▸ **Selected passage**
How much do I insure my life for?
Life insurance is important if your loved ones are to be protected financially in the event of your death. While it’s not a savings plan and there is no investment element , if you pass away during the term agreed, the policy will pay out a cash lump sum to your family, so they’re able to maintain the standard of living they’re used to. But how do you start calculating how much insurance you will need?
What to consider when taking out life insurance
Consider all the outgoings your dependants would need help with if you were no longer able to pay for them. You can use a life insurance calculator (provided by Aviva Life & Pensions UK Limited) to help you out, but you might like to consider:
- Housing costs – the type of cover required will vary depending on what type of mortgage you have, or how much your rent costs. Level term life insurance policies could suit people with interest-only mortgages, while decreasing term policies pay out in line with the remaining balance on a repayment mortgage, as the amount of cover reduces broadly in line with the amount owed. Other costs such as gas and electricity bills, council tax and other utilities will need to be considered too.
- Childcare costs – it’s not just income you need to replace. If you weren’t around, would your partner have to pay for more childcare? How much cover is needed and for how long depends on how many children you have and their age.
- Day-to-day costs – this includes outgoings such as running a car, the weekly food bill, school trips and school uniforms, as well as life’s luxuries like swimming lessons, trips to the cinema and holidays.
- Any other costs – consider private school fees or the need to care for other relatives, for example , in addition to any other ongoing costs that will still need to be met if you’re gone.
- Assets – these are the things that you own that could be used to provide money if you died, potentially reducing the amount of life cover you’d need. Take into account all your savings and investments, any existing life insurance (for example death in service), and your pension.

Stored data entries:
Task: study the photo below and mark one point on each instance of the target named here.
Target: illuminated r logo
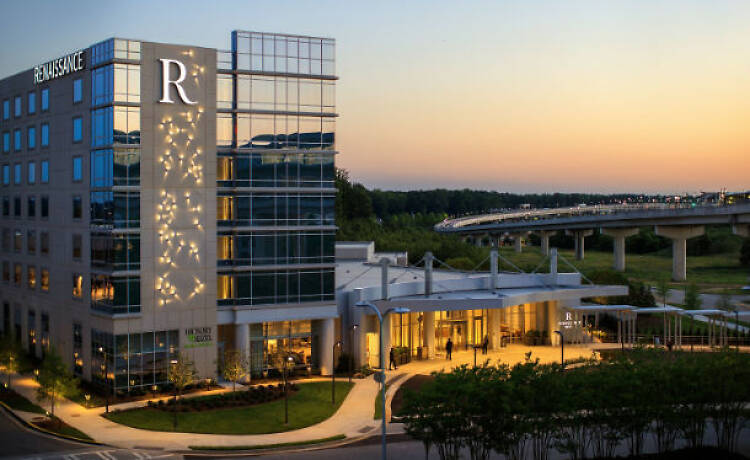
(166, 81)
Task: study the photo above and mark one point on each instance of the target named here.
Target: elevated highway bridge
(678, 222)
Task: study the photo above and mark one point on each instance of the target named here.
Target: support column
(579, 236)
(428, 325)
(326, 337)
(544, 236)
(619, 235)
(679, 234)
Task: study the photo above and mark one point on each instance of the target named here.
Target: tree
(181, 374)
(55, 380)
(234, 367)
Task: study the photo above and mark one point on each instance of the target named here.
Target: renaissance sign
(60, 67)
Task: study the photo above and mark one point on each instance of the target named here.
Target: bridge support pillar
(679, 234)
(741, 230)
(544, 236)
(578, 236)
(619, 235)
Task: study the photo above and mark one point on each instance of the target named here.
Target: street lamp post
(562, 349)
(333, 370)
(381, 318)
(106, 380)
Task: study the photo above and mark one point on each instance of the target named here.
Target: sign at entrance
(166, 80)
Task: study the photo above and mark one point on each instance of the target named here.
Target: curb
(46, 431)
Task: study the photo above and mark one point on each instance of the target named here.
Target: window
(45, 135)
(77, 244)
(44, 243)
(31, 242)
(45, 207)
(45, 99)
(31, 138)
(31, 276)
(31, 206)
(77, 129)
(77, 90)
(44, 174)
(77, 169)
(45, 280)
(17, 140)
(32, 103)
(77, 285)
(77, 207)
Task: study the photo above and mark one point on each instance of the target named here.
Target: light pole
(333, 370)
(350, 361)
(381, 318)
(562, 349)
(106, 380)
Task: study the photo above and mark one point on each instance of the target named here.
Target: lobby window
(44, 173)
(44, 281)
(127, 83)
(77, 285)
(32, 103)
(45, 99)
(77, 129)
(77, 169)
(31, 242)
(45, 207)
(31, 206)
(31, 174)
(17, 140)
(31, 276)
(45, 135)
(77, 246)
(31, 138)
(17, 274)
(77, 90)
(77, 207)
(44, 243)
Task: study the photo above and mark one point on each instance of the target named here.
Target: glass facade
(275, 168)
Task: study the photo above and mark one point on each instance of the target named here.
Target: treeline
(590, 411)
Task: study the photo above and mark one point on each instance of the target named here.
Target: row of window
(256, 288)
(276, 170)
(31, 138)
(30, 206)
(31, 276)
(246, 92)
(277, 209)
(31, 176)
(274, 131)
(276, 248)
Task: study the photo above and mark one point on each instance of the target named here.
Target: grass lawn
(707, 271)
(311, 404)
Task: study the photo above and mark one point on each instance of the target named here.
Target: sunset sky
(520, 96)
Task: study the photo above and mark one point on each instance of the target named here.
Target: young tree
(234, 367)
(181, 374)
(55, 380)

▸ **Tasks and exercises**
A. Copy the passage on life insurance word for word, between "- Childcare costs" and "if you’re gone.", inclusive.
B. Proceed with the passage on how much life insurance to take out, picking up right after its last sentence.
The data has nothing to do with what comes next.

▸ **Per-task answers**
A.
- Childcare costs – it’s not just income you need to replace. If you weren’t around, would your partner have to pay for more childcare? How much cover is needed and for how long depends on how many children you have and their age.
- Day-to-day costs – this includes outgoings such as running a car, the weekly food bill, school trips and school uniforms, as well as life’s luxuries like swimming lessons, trips to the cinema and holidays.
- Any other costs – consider private school fees or the need to care for other relatives, for example , in addition to any other ongoing costs that will still need to be met if you’re gone.

B.
Consider how much you can realistically afford
You should also consider how much you can afford to pay each month, and how much your family would need to continue to meet their current costs. Premiums will vary depending on your circumstances, but for any individual, the larger your premiums, the more the policy will pay out if you were to pass away, so you should consider what a helpful sum would look like for your loved ones.
Understanding the different types of life insurance
Term life insurance policies cover you for a specified amount of time and pay out a lump sum if you die within that period. The most common types of cover are:
- Level term – this means the amount paid out will remain the same.
- Decreasing term – where the amount of cover reduces over time, usually in line with the amount owing on a repayment mortgage.
You have the option of arranging critical illness cover, which will provide financial protection for you as well as your family if you’re affected by a serious health condition or debilitating illness that is covered by the policy. This can cover heart attacks, strokes, dementia, cancer and a number of other critical illnesses, but it will vary from policy to policy.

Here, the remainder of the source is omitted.